- Stated goal
Please rewrite the entries starting at the line containing "find the pedestrian?" and ending at the line containing "134,417 -> 179,452", swapping "photo" for "image" and keeping everything else the same. Leave the pictures out.

- Supplied records
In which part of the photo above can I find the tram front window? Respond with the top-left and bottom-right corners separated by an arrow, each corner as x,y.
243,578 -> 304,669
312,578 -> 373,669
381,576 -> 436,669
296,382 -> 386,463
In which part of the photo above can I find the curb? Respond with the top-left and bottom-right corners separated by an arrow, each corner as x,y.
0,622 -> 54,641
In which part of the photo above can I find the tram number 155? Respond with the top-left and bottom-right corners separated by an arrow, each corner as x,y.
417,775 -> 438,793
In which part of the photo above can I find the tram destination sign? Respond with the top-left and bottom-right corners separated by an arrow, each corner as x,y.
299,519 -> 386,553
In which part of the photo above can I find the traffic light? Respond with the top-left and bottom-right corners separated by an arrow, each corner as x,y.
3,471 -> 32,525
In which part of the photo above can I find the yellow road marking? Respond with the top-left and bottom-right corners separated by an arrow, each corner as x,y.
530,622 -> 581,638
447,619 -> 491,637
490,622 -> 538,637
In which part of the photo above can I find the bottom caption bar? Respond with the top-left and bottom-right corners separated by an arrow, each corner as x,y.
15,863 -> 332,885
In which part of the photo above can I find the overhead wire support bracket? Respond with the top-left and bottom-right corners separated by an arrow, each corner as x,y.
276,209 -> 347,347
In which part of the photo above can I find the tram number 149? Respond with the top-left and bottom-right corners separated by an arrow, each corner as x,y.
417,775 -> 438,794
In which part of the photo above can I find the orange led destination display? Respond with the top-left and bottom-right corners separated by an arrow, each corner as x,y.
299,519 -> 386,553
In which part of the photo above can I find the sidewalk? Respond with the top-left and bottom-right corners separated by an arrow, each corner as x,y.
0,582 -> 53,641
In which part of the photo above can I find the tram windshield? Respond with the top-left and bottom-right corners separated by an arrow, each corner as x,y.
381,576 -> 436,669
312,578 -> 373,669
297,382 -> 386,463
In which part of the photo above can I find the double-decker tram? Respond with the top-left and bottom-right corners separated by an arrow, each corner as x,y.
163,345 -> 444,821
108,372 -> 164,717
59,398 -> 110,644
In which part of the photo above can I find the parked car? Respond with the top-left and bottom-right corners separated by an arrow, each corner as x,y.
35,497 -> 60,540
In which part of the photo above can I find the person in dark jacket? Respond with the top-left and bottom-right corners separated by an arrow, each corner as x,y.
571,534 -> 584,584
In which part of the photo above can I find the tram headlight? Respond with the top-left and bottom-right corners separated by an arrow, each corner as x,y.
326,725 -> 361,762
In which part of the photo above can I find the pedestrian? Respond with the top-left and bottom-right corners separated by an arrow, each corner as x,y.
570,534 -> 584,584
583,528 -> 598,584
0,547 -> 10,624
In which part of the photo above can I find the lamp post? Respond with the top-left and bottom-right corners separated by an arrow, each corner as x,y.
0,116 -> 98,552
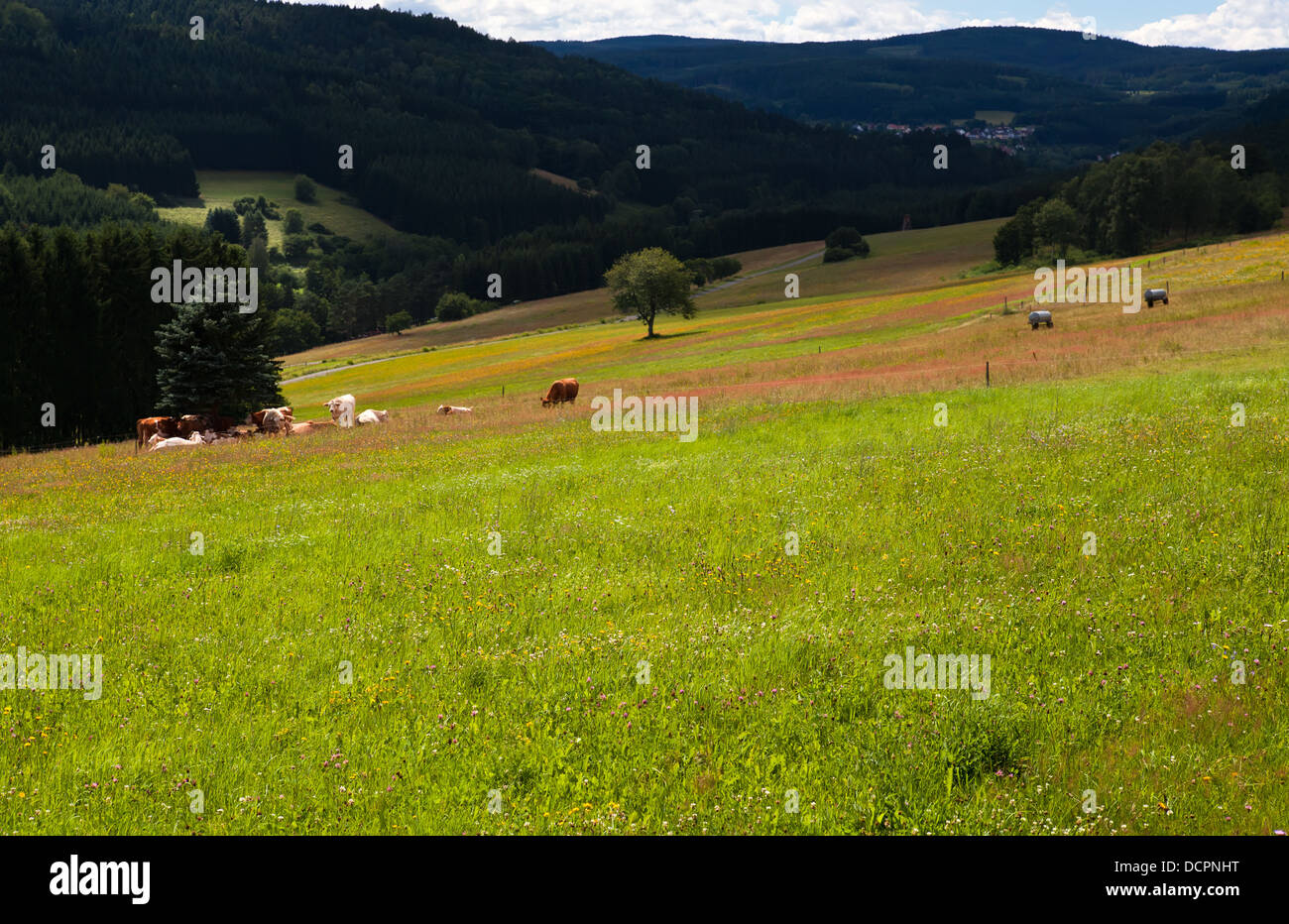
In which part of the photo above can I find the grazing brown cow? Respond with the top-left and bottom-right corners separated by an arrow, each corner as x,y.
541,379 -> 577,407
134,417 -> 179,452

==

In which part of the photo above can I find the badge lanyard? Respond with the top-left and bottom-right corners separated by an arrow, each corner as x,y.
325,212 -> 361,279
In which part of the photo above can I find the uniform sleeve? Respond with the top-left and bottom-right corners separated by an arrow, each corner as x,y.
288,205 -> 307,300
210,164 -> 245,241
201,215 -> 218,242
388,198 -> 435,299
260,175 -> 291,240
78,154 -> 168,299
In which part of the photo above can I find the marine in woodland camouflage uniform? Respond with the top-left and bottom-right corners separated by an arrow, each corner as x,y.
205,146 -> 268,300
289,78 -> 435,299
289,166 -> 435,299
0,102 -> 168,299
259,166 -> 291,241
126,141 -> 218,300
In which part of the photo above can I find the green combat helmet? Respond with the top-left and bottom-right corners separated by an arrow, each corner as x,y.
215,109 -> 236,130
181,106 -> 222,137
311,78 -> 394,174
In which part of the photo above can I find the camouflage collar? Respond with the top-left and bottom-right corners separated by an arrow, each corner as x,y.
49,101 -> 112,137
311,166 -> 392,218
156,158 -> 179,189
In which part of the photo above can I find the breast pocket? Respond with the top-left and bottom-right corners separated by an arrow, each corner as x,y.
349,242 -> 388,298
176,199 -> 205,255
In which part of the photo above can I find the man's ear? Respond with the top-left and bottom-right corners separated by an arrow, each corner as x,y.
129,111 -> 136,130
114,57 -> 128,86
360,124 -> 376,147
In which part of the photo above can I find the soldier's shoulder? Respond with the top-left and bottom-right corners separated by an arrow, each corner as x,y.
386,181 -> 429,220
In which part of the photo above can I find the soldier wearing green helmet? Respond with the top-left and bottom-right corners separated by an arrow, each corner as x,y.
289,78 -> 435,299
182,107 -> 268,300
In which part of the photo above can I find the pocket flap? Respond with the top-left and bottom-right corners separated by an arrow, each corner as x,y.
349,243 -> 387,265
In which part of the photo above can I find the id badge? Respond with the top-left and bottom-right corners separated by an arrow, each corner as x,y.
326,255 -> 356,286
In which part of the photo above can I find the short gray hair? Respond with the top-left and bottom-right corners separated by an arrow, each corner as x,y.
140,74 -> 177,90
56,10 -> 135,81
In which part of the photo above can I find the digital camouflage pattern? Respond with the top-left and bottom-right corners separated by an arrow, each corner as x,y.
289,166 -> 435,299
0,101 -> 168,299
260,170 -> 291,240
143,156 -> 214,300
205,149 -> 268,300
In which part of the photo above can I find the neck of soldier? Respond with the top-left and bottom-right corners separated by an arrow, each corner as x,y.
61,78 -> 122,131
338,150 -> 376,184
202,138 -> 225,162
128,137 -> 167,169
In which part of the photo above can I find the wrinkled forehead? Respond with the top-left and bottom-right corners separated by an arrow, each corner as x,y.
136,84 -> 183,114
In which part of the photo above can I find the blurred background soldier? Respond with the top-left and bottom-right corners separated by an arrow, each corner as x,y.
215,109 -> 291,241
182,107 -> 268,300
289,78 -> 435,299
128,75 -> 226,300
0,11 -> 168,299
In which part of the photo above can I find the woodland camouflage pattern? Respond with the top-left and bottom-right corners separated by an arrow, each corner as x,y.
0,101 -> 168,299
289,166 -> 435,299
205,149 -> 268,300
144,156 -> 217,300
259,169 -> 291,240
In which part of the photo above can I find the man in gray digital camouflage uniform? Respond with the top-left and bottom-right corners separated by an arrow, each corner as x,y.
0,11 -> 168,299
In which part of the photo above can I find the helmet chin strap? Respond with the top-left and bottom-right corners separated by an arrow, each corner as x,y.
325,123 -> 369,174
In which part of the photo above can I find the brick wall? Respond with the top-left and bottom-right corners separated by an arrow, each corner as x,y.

--

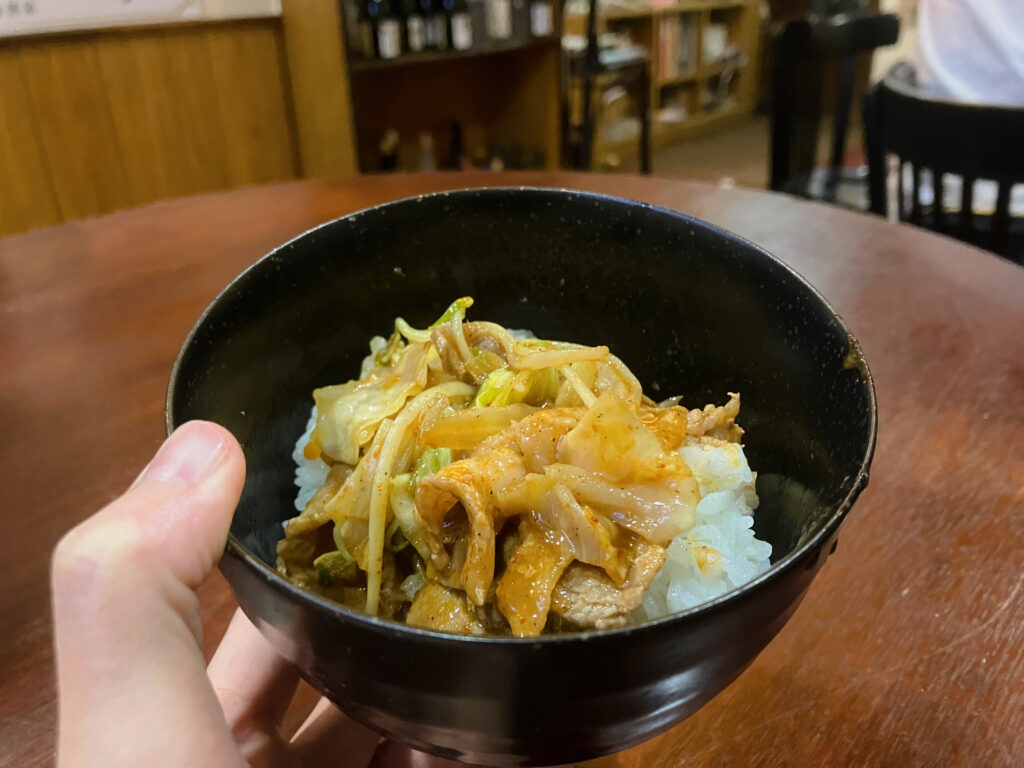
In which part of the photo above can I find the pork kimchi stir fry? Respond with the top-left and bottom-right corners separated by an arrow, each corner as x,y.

- Answer
In which part of the image above can I find the pedestrian? Respond with the top-left and bottom-right corners separated by an arrow, each corner as x,y.
570,534 -> 584,584
583,528 -> 598,584
0,547 -> 10,624
In which part of the image above can I find the lamp post? Respond with the top-left and bottom-right corners separated by an arrow, each corner as x,y.
0,116 -> 98,552
In which part of the image above can I find the grazing brown cow? Respond with the top-left and bottom-right corners separated by an arrow, each corner as x,y.
541,379 -> 577,407
134,417 -> 179,452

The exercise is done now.